Brano fornito
○ ○ ○ ○ ○
Lina, Martina e Giuliana le abbiamo incontrate più volte in questi anni durante le carovane, le iniziative collegate ai progetti a sostegno della società civile, dei gruppi di base in Tunisia. Un sostegno che intendiamo continuare per dare il nostro piccolissimo contributo allo sviluppo di un futuro di diritti, dignità, giustizia sociale ed ambientale che oggi può rappresentare la risposta al terrore e all’autoritarismo che si vorrebbe imporre in tutta questa parte di mondo.
Per questo saremo al Forum Sociale Mondiale a Tunisi dal 24 al 29 marzo.
Segui in twitter @benmhennilina
«Italiani, la Tunisia ha bisogno di voi»
Intervista alla blogger tunisina Lina Ben Mhenni: «L’attentato farà cadere il paese nella paura»
Intervista alla giornalista e blogger tunisina Lina Ben Mhenni, dopo il sanguinoso attentato al Museo del Bardo di Tunisi in cui hanno perso la vita venti persone, tra cui quattro italiani. Intellettuale in prima fila nelle rivolte che hanno portato alla caduta di Ben Ali e nella difficile transizione verso la democrazia, Lina si rivolge anche agli italiani: «Non abbiate paura adesso. Il nostro paese ha bisogno di voi e del vostro appoggio».
Lina Ben Mhenni è in prima fila da anni. Lo era nei giorni convulsi che hanno portato alla caduta di Ben Ali, lo è stata nel difficile periodo di transizione che ha fatto della Tunisia l’unico paese nell’area a riuscire a portare a compimento una transizione democratica, con tanto di elezioni e l’adozione di una nuova costituzione. Lo è ancora di più oggi, perché questa fragile, giovane democrazia è in pericolo e lo spettro del terrorismo s’affaccia ad oscurare il sogno politico di tutto un paese. L’abbiamo raggiunta a caldo per commentare l’attentato che ha causato morti (tra cui quattro italiani) e decine di feriti al Museo del Bardo di Tunisi.
○ ○ ○ ○ ○
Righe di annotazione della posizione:
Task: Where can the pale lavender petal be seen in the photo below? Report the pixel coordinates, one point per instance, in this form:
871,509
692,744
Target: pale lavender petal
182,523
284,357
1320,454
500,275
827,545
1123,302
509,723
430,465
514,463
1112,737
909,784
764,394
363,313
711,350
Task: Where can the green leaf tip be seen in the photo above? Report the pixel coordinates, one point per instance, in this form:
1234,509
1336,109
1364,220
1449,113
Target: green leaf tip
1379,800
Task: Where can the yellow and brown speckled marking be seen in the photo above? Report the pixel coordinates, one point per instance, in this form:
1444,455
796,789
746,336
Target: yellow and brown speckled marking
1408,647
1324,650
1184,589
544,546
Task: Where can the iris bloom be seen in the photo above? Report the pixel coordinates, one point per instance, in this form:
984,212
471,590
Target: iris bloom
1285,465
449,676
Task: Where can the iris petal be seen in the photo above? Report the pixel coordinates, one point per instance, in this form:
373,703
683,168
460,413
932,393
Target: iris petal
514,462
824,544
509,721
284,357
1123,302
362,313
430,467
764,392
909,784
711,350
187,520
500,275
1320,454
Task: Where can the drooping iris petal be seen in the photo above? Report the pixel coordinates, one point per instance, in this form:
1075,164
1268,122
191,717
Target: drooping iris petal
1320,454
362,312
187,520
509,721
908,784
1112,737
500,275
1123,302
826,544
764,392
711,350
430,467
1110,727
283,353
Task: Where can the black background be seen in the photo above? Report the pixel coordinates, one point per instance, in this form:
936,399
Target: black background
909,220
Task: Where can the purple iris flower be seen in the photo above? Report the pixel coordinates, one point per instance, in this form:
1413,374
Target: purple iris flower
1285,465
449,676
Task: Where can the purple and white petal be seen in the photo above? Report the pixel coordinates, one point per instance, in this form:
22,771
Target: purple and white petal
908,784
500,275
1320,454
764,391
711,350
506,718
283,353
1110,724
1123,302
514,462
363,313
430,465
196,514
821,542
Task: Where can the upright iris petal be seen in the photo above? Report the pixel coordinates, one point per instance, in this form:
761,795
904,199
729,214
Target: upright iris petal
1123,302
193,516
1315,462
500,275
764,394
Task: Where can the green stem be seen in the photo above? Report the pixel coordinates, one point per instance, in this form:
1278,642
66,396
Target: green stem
○ ○ ○ ○ ○
Esercizio assegnato
Trascriva parola per parola il passo del testo su Lina Ben Mhenni e la Tunisia da «Lina, Martina e» a «al 29 marzo.».

Risposta completa
Lina, Martina e Giuliana le abbiamo incontrate più volte in questi anni durante le carovane, le iniziative collegate ai progetti a sostegno della società civile, dei gruppi di base in Tunisia. Un sostegno che intendiamo continuare per dare il nostro piccolissimo contributo allo sviluppo di un futuro di diritti, dignità, giustizia sociale ed ambientale che oggi può rappresentare la risposta al terrore e all’autoritarismo che si vorrebbe imporre in tutta questa parte di mondo.
Per questo saremo al Forum Sociale Mondiale a Tunisi dal 24 al 29 marzo.